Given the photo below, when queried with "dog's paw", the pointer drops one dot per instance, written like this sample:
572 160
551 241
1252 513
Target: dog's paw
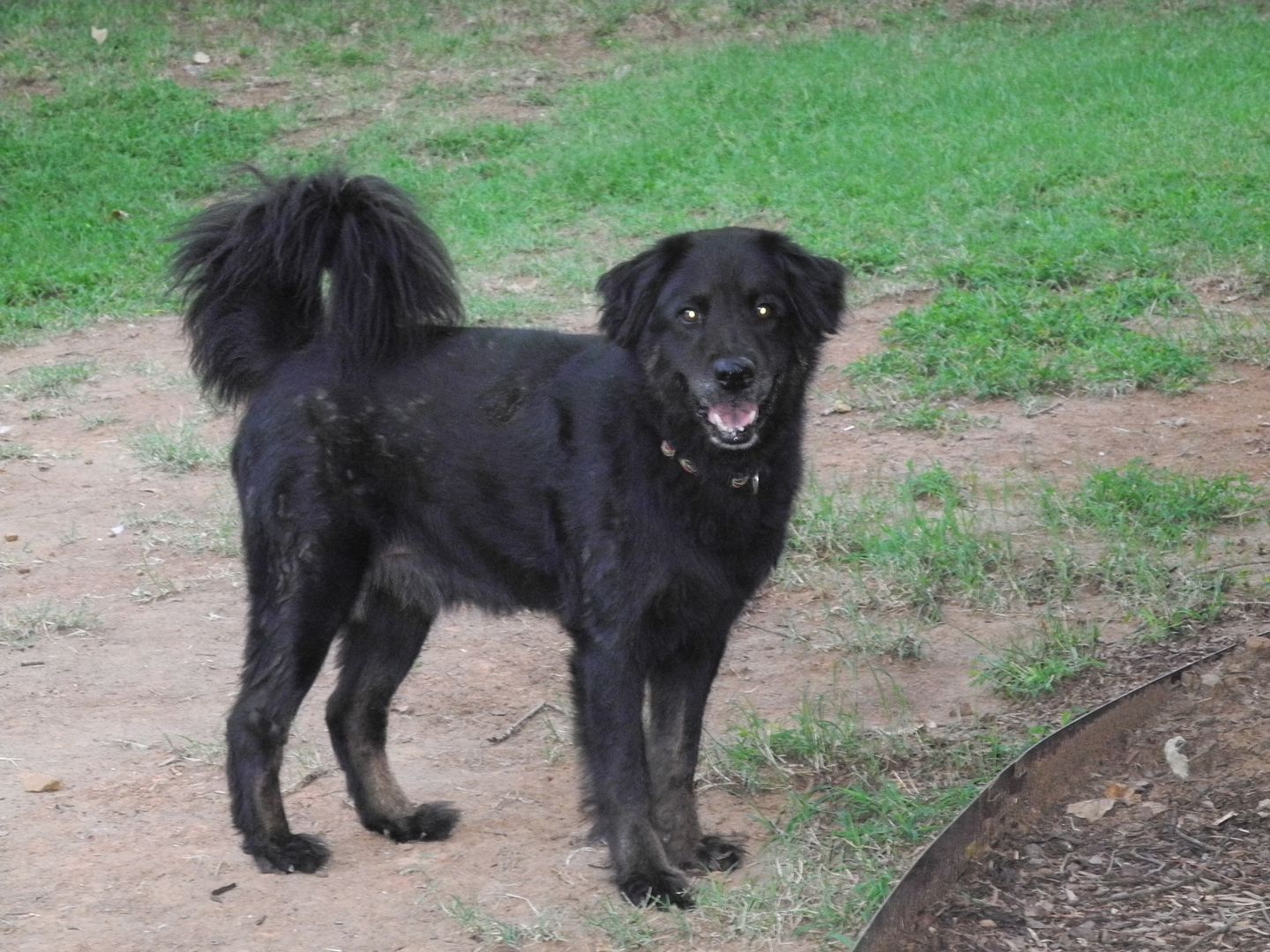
292 853
716 853
661 888
430 822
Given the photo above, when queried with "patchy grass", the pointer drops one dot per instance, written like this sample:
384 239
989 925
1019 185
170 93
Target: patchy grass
1018 340
492 932
49 381
26 626
1061 649
909 546
1162 507
176 450
859 802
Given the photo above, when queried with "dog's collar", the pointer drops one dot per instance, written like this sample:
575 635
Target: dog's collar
686 465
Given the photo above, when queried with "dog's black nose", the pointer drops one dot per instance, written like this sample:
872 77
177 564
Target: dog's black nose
735 372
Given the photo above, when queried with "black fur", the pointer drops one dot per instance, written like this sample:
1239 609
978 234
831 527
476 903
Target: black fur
390 465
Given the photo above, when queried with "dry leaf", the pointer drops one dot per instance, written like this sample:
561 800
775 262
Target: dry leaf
1177 762
40 784
1123 792
1091 809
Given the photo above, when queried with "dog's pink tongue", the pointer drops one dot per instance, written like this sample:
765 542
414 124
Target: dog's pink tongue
733 418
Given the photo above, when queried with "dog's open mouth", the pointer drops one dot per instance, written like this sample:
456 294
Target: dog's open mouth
732 426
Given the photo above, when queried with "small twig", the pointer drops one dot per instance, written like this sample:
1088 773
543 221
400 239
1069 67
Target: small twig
1045 410
1201 844
1212 933
315 775
499 738
1152 890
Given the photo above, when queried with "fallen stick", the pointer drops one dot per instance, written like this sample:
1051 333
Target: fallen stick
499 738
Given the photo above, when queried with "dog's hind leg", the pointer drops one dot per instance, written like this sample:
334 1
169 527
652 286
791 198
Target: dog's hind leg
378 649
678 688
303 591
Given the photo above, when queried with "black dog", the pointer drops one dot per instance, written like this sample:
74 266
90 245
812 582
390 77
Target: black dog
390 464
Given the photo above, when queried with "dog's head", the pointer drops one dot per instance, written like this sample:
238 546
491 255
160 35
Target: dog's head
725 324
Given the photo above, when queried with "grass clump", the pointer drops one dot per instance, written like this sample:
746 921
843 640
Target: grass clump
52 380
176 450
859 804
1016 340
1061 651
1161 507
490 931
23 628
912 545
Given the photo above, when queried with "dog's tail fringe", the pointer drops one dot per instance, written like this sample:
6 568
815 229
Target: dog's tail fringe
268 271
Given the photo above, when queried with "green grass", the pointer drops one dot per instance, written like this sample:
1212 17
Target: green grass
912 545
1054 150
176 450
859 802
1059 651
492 932
26 626
1163 507
1018 340
56 380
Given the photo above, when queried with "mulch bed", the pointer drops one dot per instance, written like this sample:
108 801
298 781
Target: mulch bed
1172 862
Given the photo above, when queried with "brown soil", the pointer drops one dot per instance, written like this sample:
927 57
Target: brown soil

**PROBLEM DETAILS:** Reproduce each entry verbatim, excluding any embedded images.

**RESPONSE TO THIS EXERCISE:**
Given the photo below, when queried with "dog's paw", the pointer drops one dot per instance, written like this sample:
572 160
551 241
1252 513
Target: dog's paw
292 853
716 853
661 888
430 822
Given the photo above, when queried with "patchy grass", the pointer drops one dot per instance, written like this sample:
384 239
989 925
1019 185
170 93
Target: patchy grass
1018 340
492 932
49 381
26 626
1061 649
909 546
1162 507
176 450
859 802
Given the photo above, when queried with "dog's collar", the pointer drops one dot per instance, written like this sample:
575 635
Target: dog's collar
686 465
Given the photo above, when queried with "dog's black nose", the pointer drops one dot per instance, written like this sample:
872 77
177 564
Target: dog's black nose
735 372
Given the photo above, when queried with "black fur", the pointer drops one dot per instance, written like this sample:
1239 609
978 234
831 527
476 903
Target: black fur
390 465
Given the photo above, when queried with "dry leaf", the pointer drops one dot per instance, written like this sample:
561 800
775 262
Target: dry leaf
1177 762
40 784
1123 792
1091 809
Given the photo above, when queried with "dog's pink tongue", the pointer drops one dot per instance, written like this sample:
765 542
414 124
Target: dog's pink tongue
733 418
Given the photo above, when queried with "dog's open mouth", the pointer drops one dot per instance, written like this sample:
456 294
Target: dog's open mouth
732 426
Given the photo above, when queried with "small twig", the pointer drops one dot per instance, written like this sample:
1088 773
543 221
400 239
1069 67
Target: small twig
1045 410
1201 844
1212 933
315 775
499 738
1152 890
Given the photo above, when queried with "fallen stick", the pointer drops one dot per instance, written like this sample:
1051 333
Target: fallen stick
499 738
Given the photo above, when queried with "dog's hind leg", the pointer drops one dot per instance, written like this sample:
334 1
169 527
652 286
791 198
Target: dog's hind leg
378 649
678 688
303 591
Given the photo above, when queried with "black dog", the pointer drops one dot per instance, written like this sample:
74 266
90 245
812 582
390 77
Target: black dog
390 464
Given the photo above, when queried with "dog's head", the pointer drops one dot per instance, written like this sample:
238 546
491 255
160 35
Target: dog's head
725 324
Given the photo above, when queried with "grass clump", the pointer drops one dot per instance, written like this sample:
746 921
843 640
Target: grass clump
52 380
176 450
859 804
1016 340
1061 651
1161 507
490 931
23 628
912 545
Given the photo above, when queried with "dog's tail fringe", the pointer drops one dot per instance, written like this sample:
6 568
815 229
Target: dog's tail fringe
268 271
Given the photo above, when queried with "green grass", the pointer drops one dot per instance, written like this sample:
1212 17
Target: green grass
912 545
1054 150
176 450
859 802
1059 651
492 932
26 626
1163 507
1018 340
56 380
Given the photo above, when queried with "mulch bed", the pointer drops one dot per instance, written like this sample:
108 801
298 781
Target: mulch bed
1172 862
Given the photo above, when queried with "brown soil", the pointer drops one dot per instance, written like this sample:
927 57
Target: brown soil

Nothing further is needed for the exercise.